Work instructions: Turn the lines below into a Markdown table with two columns, Row and Line, giving each line its own numbered row and skipping any blank lines.
== Input rows
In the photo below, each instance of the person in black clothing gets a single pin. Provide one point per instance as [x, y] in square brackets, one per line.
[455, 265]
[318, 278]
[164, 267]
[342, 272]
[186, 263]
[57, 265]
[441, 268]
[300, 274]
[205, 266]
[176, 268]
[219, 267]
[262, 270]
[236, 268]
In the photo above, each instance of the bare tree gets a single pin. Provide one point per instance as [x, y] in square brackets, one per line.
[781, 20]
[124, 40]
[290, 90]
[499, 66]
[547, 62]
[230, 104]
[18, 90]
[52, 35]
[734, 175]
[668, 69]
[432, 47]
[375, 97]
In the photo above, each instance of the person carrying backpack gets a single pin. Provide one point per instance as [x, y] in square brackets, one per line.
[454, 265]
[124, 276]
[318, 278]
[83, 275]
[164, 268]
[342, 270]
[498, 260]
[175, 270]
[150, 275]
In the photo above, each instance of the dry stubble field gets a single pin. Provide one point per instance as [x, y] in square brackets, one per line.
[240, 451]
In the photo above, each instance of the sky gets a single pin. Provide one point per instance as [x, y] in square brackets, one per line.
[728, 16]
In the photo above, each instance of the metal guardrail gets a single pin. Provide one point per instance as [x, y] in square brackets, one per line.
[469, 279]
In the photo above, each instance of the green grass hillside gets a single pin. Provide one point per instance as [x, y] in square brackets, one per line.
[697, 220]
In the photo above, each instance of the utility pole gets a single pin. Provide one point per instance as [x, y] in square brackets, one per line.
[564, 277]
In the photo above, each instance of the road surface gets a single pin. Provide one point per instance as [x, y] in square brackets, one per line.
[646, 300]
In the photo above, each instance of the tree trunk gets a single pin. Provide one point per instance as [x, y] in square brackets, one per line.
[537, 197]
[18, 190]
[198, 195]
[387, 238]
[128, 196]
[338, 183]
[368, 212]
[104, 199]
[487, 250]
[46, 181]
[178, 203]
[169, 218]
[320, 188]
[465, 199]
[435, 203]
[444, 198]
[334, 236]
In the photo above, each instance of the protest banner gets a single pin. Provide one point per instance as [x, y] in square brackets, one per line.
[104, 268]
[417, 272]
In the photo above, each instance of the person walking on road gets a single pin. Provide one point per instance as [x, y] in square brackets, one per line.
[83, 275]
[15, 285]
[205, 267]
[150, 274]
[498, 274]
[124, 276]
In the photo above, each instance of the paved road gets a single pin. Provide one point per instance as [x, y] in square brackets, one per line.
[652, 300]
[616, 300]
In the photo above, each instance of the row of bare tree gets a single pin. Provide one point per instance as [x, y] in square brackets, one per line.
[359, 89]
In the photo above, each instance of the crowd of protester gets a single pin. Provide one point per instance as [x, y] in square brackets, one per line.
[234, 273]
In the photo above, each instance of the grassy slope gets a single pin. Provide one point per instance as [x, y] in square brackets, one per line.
====
Complete output:
| Row | Line |
|---|---|
| 1 | In the photo below, each instance of the person in black clothing gets a single pin. Provide one point per instance as [x, y] in square brackets, one per line. |
| 2 | [455, 265] |
| 3 | [318, 278] |
| 4 | [164, 267] |
| 5 | [342, 272] |
| 6 | [186, 263] |
| 7 | [57, 265] |
| 8 | [441, 268] |
| 9 | [300, 274] |
| 10 | [205, 266] |
| 11 | [176, 268] |
| 12 | [219, 267] |
| 13 | [262, 270] |
| 14 | [236, 268] |
| 15 | In the photo above, each instance of the bare tree gets a single pin. Provide one point per instance as [x, y] in square brackets, one per line. |
| 16 | [781, 20] |
| 17 | [124, 40] |
| 18 | [290, 90] |
| 19 | [499, 66] |
| 20 | [547, 62] |
| 21 | [230, 104] |
| 22 | [18, 90] |
| 23 | [52, 35] |
| 24 | [734, 175] |
| 25 | [668, 69] |
| 26 | [432, 47] |
| 27 | [375, 97] |
| 28 | In the photo above, each instance of the person carrying backpack gets a single pin. Provide one point per instance as [x, y] in square brackets, one per line. |
| 29 | [454, 265] |
| 30 | [124, 276] |
| 31 | [318, 278] |
| 32 | [83, 275] |
| 33 | [164, 268] |
| 34 | [342, 270] |
| 35 | [498, 260] |
| 36 | [175, 270] |
| 37 | [150, 275] |
| 38 | In the photo above, each instance of the dry stubble field gets a single pin. Provide one point per instance as [x, y] in square brackets, one per line. |
| 39 | [240, 451] |
| 40 | In the photo above, each instance of the sky gets a single pin. Provide one point per instance as [x, y] in square brackets, one per line. |
| 41 | [728, 16] |
| 42 | In the photo above, each instance of the metal guardrail gets a single pin. Provide one point per instance as [x, y] in square brackets, one per line. |
| 43 | [469, 279] |
| 44 | In the photo above, each instance of the green grass hillside gets a single pin. Provide one point per instance as [x, y] in square brackets, one per line. |
| 45 | [697, 220] |
| 46 | In the photo above, each instance of the utility pole gets a single pin. Provide one point per instance as [x, y] in square brackets, one per line. |
| 47 | [564, 277] |
| 48 | In the photo above, each instance of the road surface gets a single pin. Provide one point per instance as [x, y] in square brackets, one per line. |
| 49 | [646, 300] |
| 50 | In the photo above, each instance of the tree trunk gets a single pin. Provide one point per instance as [x, y] in square brackets, one per line. |
| 51 | [537, 197] |
| 52 | [18, 190] |
| 53 | [198, 195] |
| 54 | [387, 238] |
| 55 | [128, 196] |
| 56 | [338, 183] |
| 57 | [368, 212] |
| 58 | [104, 199] |
| 59 | [487, 250] |
| 60 | [46, 181] |
| 61 | [178, 203] |
| 62 | [169, 218] |
| 63 | [320, 188] |
| 64 | [465, 199] |
| 65 | [435, 203] |
| 66 | [444, 198] |
| 67 | [334, 236] |
| 68 | In the photo above, each instance of the protest banner gets a single pin. Provide one point per instance as [x, y] in square brackets, one per line. |
| 69 | [104, 268] |
| 70 | [417, 272] |
| 71 | In the photo above, each instance of the person walking on road gets a single pin. Provide one point per instance as [x, y] in square brackets, one per line. |
| 72 | [83, 275] |
| 73 | [15, 285] |
| 74 | [205, 267] |
| 75 | [150, 274] |
| 76 | [498, 274] |
| 77 | [124, 276] |
| 78 | In the photo above, each instance of the paved road gets a single pin. Provide one point per instance as [x, y] in square brackets, one per line. |
| 79 | [652, 300] |
| 80 | [616, 300] |
| 81 | In the photo above, each instance of the row of bare tree gets a single pin. Provide one point per instance as [x, y] in square brackets, one per line. |
| 82 | [359, 89] |
| 83 | In the photo above, each instance of the crowd of protester gets a single pin. Provide one point per instance as [x, y] in square brackets, one per line. |
| 84 | [234, 273] |
| 85 | In the photo above, each instance of the grassy slope gets a single pin. Provide one point per instance as [x, y] in square brackets, one per line. |